TEXT TO READ ->
•••••

I very much agree with the quote attributed by Aleph to Lilith Aquino:

“Glorification of the ego is not enough; it is the COMPLETE psyche, the entire Self or soul, which must be recognized, appreciated, and actualized”

Indeed, it is this sense of the complete psyche and its actualisation that is strongly represented in Thelema with its sense of the True Will, and I feel is implicit within Satanism, though some might deny it.

God and the gods

If there is one area where I have diverged markedly from LaVey’s Satanism it is in being a polytheist, though I would consider agnosticism to be the default optimal position for Satanism, as the truth is we know little, if anything, once we ask and ask and ask of ourselves what it is we mean. Don’t even get me started on how overrated I find the hip new atheism. I was an atheist when I was 14, and it was amazingly cool for me in 1973, but I’m very bored with the “does God exist?” contention.

I consider all kinds of things to exist beyond sensory testing, and if I’m wrong, well it’s been a wild trip. Whether gods and spirits do or do not exist, the universe behaves as if they do for the purposes of magic. If you wish to plug into psychological archetypes or symbols as a way of communicating with or manipulating the forces of both the mind and of Nature, you will get way further, way quicker by sincerely treating those things as real and independent. Further, I’m of the generation of occultists that found no necessary contradiction between a reality being both entity and psychological symbolic reality of force, or indeed intermediate between these perceived states. When it comes to both being and reality, we generally have but one toe dipped in that sea. You won’t swim by deliberating if wetness is real or symbolic.

Hedonism vs eudaimonism

Hedonism: “living and behaving in ways that mean you get as much pleasure out of life as possible, according to the belief that the most important thing in life is to enjoy yourself

Cambridge dictionary

Eudaimonism: “a moral philosophy that defines right action as that which leads to the “well-being” of the individual, thus holding “well-being” as having essential value”

The Basics of Philosophy

Further re hedonism:

All hedonistic theories identify pleasure and pain as the only important elements of whatever phenomena they are designed to describe. 

The Internet Encyclopedia of Philosophy

Satanism has generally been described as hedonistic, and this may hold in appearance, though even hedonism involves more than physical gratification. Satanism also acknowledges that pleasure and pain are complex experiences that can well wear each others clothes. Satanism generally values pleasurable indulgence, but pleasure can be physical, emotional, mental, and at the level of experience of meaning (and whatever else the human spirit might discover). While Satanism tends to be quite reductive in its value system if you follow LaVey’s “Bible” rigidly, even there it attempts to trace out a limit to pleasures, based upon competing pleasures and their consequences. While this is a little two-dimensional, it is pointing to an intrinsically self-balancing experiential process which has as its implicit goal the pursuance of individual well-being.

•••••

DIRECTION A ->
In the essay on Satanism, what year does the writer give for being an atheist at 14?
DIRECTION B ->
Pull the stretch of the essay on Satanism between "Hedonism vs eudaimonism" and "designed to describe.", inclusive, word for word.
DIRECTION C ->
Extend the essay on Satanism, picking up right after its last sentence.
The lines that come next have nothing to do with the essay on Satanism.

RAW DATA ->
•••••

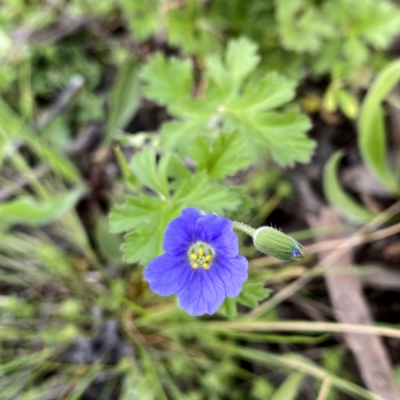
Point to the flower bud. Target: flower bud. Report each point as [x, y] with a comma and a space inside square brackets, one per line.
[276, 244]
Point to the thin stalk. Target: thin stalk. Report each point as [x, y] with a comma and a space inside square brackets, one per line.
[244, 228]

•••••

EXERCISE RESULT A ->
1973

EXERCISE RESULT B ->
Hedonism vs eudaimonism

Hedonism: “living and behaving in ways that mean you get as much pleasure out of life as possible, according to the belief that the most important thing in life is to enjoy yourself

Cambridge dictionary

Eudaimonism: “a moral philosophy that defines right action as that which leads to the “well-being” of the individual, thus holding “well-being” as having essential value”

The Basics of Philosophy

Further re hedonism:

All hedonistic theories identify pleasure and pain as the only important elements of whatever phenomena they are designed to describe.

EXERCISE RESULT C ->
What Satanism  doesn’t do is prescribe right action, as that is up to the individual to discover and determine. An action that didn’t lead to your own well-being (ultimately) would be seen not as “wrong”, but as unsuccessful.

Where I find hedonism (in its unrefined forms) substandard is in seemingly missing the value of things like hardship and suffering, in personal development and the gaining of strengths, and what I can only term the development of individual virtues. Discrimination is required, but I see nothing un-satanic about the concept of individual virtue, so long as it is individually arrived at. This does not suggest that suffering should not be avoided, it should where it is meaningless and unworthwhile. But the experience of personally unavoidable suffering, given the complexity of our natures, and the drive for self-actualisation, is something which needs to be honestly engaged with.

Satanism seeks refinement, honesty and subtlety, as well as pleasure, but it will never be a collective morality.

Revenge

“Lex talionis” (the “law of retaliation”, “an eye for an eye” etc) is bandied about quite a bit among modern Satanists, in distinction to “turning the other cheek” or trying to understand your enemies, and I think there are severe limitations to this, though it needs to be put into context.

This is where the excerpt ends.